__Challenges__
1. In the Dove Creek article, around what month was the town on track to run out of potable water?
2. Sum up the Dove Creek article in two sentences.

__Selected excerpt__
- - - - - - -
DOVE CREEK — Running out of drinking water was once unthinkable for Dove Creek, a 600-person town in southwest Colorado.  

Not anymore.  

A two-decade drought and years of poor snowpack in the San Juan Mountains have depleted McPhee Reservoir. A canal that delivers water to Dove Creek and growers nearby was shut down months early this year — leaving the town on track to run out of potable water around March. 

“Is it a crisis?” Dove Creek Mayor Brett Martin said in September. “Yes.” 

The potential calamity was averted this week when the canal reopened to make an emergency water delivery to the town, the first time such a step has been taken in the system’s two-decade history. 

But experts say it’s a harbinger of what’s to come as water becomes a disappearing commodity in communities across the West.

“It’s a wake-up call. Climate change is here and we have to adapt to it,” said Jennifer Gimbel, interim director and a senior water policy scholar at Colorado State University’s Colorado Water Center. “It’s just a fact. It’s warmer and it’s going to be drier. It’s called aridification.”

In normal times, water to irrigate 29,000 acres of farmland flows through the Dove Creek canal six months out of the year. Thirty feet wide and 8 feet deep at its widest point, the earthen canal is designed to languidly move large volumes of water and can hold 300 acre-feet, or about 100 million gallons. The small quantity destined for the town hitches a ride on top.
- - - - - - -
__Raw records__

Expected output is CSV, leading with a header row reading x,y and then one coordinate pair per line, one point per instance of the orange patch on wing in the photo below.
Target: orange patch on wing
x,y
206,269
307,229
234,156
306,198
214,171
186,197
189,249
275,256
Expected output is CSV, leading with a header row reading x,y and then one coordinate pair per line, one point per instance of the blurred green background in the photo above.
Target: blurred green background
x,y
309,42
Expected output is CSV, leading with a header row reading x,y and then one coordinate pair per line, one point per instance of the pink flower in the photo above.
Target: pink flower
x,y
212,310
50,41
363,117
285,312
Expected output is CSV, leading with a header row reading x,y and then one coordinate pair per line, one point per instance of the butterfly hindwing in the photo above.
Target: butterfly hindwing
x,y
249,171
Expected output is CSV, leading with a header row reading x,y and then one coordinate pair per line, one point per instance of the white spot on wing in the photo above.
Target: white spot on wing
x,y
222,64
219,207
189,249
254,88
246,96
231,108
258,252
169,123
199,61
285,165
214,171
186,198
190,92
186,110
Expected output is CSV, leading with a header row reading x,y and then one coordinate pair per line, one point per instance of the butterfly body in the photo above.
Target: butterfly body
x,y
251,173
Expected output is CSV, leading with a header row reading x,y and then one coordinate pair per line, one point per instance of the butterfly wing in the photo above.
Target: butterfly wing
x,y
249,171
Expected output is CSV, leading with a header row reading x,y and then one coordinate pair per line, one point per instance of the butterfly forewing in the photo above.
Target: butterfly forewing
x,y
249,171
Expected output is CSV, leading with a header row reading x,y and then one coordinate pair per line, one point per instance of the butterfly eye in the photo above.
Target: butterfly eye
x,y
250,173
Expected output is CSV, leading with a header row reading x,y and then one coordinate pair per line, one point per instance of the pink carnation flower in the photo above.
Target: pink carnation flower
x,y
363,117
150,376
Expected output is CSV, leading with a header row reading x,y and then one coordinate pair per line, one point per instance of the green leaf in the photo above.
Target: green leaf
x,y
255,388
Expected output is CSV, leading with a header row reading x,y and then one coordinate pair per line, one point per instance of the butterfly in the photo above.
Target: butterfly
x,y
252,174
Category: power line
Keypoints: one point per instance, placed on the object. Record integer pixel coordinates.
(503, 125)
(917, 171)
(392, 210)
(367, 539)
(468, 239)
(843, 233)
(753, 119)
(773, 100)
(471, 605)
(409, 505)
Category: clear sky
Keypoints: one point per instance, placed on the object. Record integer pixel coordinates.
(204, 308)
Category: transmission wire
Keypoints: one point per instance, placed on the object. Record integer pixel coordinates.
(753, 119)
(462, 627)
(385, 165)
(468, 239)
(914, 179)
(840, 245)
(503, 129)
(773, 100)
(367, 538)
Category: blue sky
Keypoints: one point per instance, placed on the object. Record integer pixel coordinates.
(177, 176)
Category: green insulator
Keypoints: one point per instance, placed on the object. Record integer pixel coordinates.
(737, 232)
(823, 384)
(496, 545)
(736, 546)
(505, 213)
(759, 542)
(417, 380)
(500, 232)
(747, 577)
- - - - - - -
__Written responses__
1. Around March.

2. A two-decade drought and years of poor snowpack drained McPhee Reservoir, and the canal serving Dove Creek, a 600-person town in southwest Colorado, was shut down months early, leaving the town on track to run out of drinking water around March. The canal reopened this week for an emergency delivery to the town, a first in the system's two-decade history, but experts see this as a sign of water becoming scarce in communities across the West.